===== Supplied text
Patient revenues are recorded based on pre-established rates set by the local government. The Company bills for services provided to Medicare patients through a medical card (the US equivalent of an insurance card). Historically, there have been no significant differences between the amounts the Company billed the government Medicare funds and the amounts collected from the Medicare funds.

We had two major suppliers for the six month period ended June 30, 2013 and one major supplier for the six month period ending June 30, 2012: Guangxi East Dragon Century Pharmaceutical Co., Ltd.and Guangxi Tongji Medicine Co. Ltd., a related party with common major stockholders. Medicine purchased from Guangxi East Dragon Century Pharmaceutical Co., Ltd. accounted for 20% and 11% of all medicine purchases for six month period ended June 30, 2013 and 2012. Medicine purchased from Guangxi Tongji Medicine Co. Ltd. accounted for 18% and 71% of all medicine purchases for six month period ended June 30, 2013 and 2012.

We had one major customer for the six month period ended June 30, 2013 and 2012: Nanning Social Insurance Center. Nanning Social Insurance Center accounted for 18% and 22% of revenue for the six month periods ended June 30, 2013 and 2012.

Difference in the Medical System between the U.S. and China

In the United States, most hospitals have contracts with health insurance companies that provide reduced rates for healthcare services for patients with health insurance. Medicare and Medicaid patients also receive reduced rates. Functionally, the patient is billed for health services at the higher rate normally charged to patients without insurance. The amount billed is then reduced by the charges paid by the insurance carrier and by the difference (sometimes known as the "contractual allowance") between the normal rate for the services and the reduced rate that the hospital estimates it will receive from Medicare, Medicaid and insurance companies.
==========
===== Record extracts
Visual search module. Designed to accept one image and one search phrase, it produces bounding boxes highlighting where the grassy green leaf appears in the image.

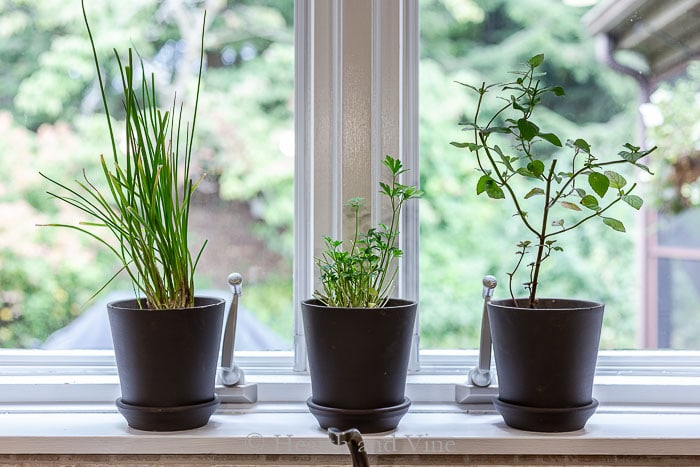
[538,133,562,147]
[450,141,481,152]
[518,118,540,141]
[581,195,600,211]
[605,170,627,189]
[561,201,581,211]
[572,138,591,154]
[588,172,610,198]
[603,217,626,232]
[493,145,515,172]
[527,159,544,178]
[552,86,566,97]
[476,175,495,195]
[525,187,544,199]
[486,182,506,199]
[527,54,544,68]
[622,195,644,210]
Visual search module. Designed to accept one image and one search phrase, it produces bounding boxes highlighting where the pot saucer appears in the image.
[116,394,221,431]
[493,398,598,433]
[306,397,411,434]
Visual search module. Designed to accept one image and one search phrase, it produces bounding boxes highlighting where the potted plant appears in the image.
[301,155,422,433]
[452,55,655,432]
[42,2,225,431]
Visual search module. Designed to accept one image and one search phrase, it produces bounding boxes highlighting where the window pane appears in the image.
[420,0,700,349]
[0,0,294,349]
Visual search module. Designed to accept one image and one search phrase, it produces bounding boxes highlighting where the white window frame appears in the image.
[0,0,700,407]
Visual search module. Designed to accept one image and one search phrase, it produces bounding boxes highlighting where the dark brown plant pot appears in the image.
[301,299,417,433]
[107,297,225,431]
[488,299,605,432]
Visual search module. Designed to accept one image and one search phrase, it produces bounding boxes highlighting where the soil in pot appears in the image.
[302,299,417,433]
[107,297,225,431]
[488,299,604,432]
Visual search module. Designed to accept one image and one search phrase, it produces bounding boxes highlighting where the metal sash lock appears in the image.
[217,272,258,403]
[455,276,498,404]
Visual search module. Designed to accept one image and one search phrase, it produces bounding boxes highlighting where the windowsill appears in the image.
[0,403,700,456]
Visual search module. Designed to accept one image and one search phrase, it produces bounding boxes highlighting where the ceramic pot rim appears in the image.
[301,298,418,311]
[489,297,605,311]
[107,296,226,312]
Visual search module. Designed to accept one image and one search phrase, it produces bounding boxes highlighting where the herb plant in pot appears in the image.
[301,156,421,433]
[452,55,655,432]
[42,3,225,431]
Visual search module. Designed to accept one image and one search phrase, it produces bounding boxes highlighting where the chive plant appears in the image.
[314,155,422,308]
[41,1,206,309]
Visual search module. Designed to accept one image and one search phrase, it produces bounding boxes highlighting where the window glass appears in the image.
[0,0,294,350]
[420,0,700,349]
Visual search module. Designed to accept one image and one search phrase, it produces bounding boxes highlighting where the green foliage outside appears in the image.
[0,0,294,347]
[0,0,692,348]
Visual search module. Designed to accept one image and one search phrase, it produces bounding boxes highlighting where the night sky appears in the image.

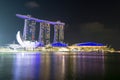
[0,0,120,49]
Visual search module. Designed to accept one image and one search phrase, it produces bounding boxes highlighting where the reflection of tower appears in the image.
[23,16,36,41]
[39,22,50,45]
[54,24,64,42]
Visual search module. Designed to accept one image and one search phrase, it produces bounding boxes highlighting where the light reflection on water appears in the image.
[0,52,104,80]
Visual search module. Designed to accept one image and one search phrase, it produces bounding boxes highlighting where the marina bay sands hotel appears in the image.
==========
**What to work on**
1. According to the patient revenue text, what percentage of revenue did Nanning Social Insurance Center account for in the six month period ended June 30, 2013?
2. Extend the patient revenue text, picking up after its last sentence.
The items are separate material and have nothing to do with the patient revenue text.

**Expected outputs**
1. 18%

2.
For financial reporting purposes, hospitals in the United States record revenues based upon established billing rates less adjustment for contractual allowances. Revenues are recorded based upon the amounts due from the patients and third-party payers; including federal and state (under the Medicare and Medicaid programs) managed care health plans, health insurance companies, and employers. Estimates of contractual allowances under third-party payer arrangements are based upon the payment terms specified in the related contractual agreements. Third-party payer contractual payment terms are generally based upon predetermined rates per diagnosis, per diem rates, or discounted fee-for-service rates.

Due to the complexities involved in determining amounts ultimately due under reimbursement arrangements with a large number of third-party payers, which are often subject to interpretation, the reimbursement actually received by U.S. hospitals for health care services is sometimes different from their estimates.

The medical system in the PRC is different from that in the United States. Private medical insurance is not generally available to the PRC's population and as a result services and medications provided by our hospital are usually paid by cash or by the Medicare agencies of the Nanning municipal government and the Guangxi provincial government. Our billing system automatically calculates the reimbursements that we are entitled to based upon regulations promulgated by theses government agencies. We bill the Medicare agencies directly for services provided to patients covered by these Medicare programs. In addition, due to the fact that rates are established by the government, there is no difference between rates for patients covered by Medicare and patients who pay cash.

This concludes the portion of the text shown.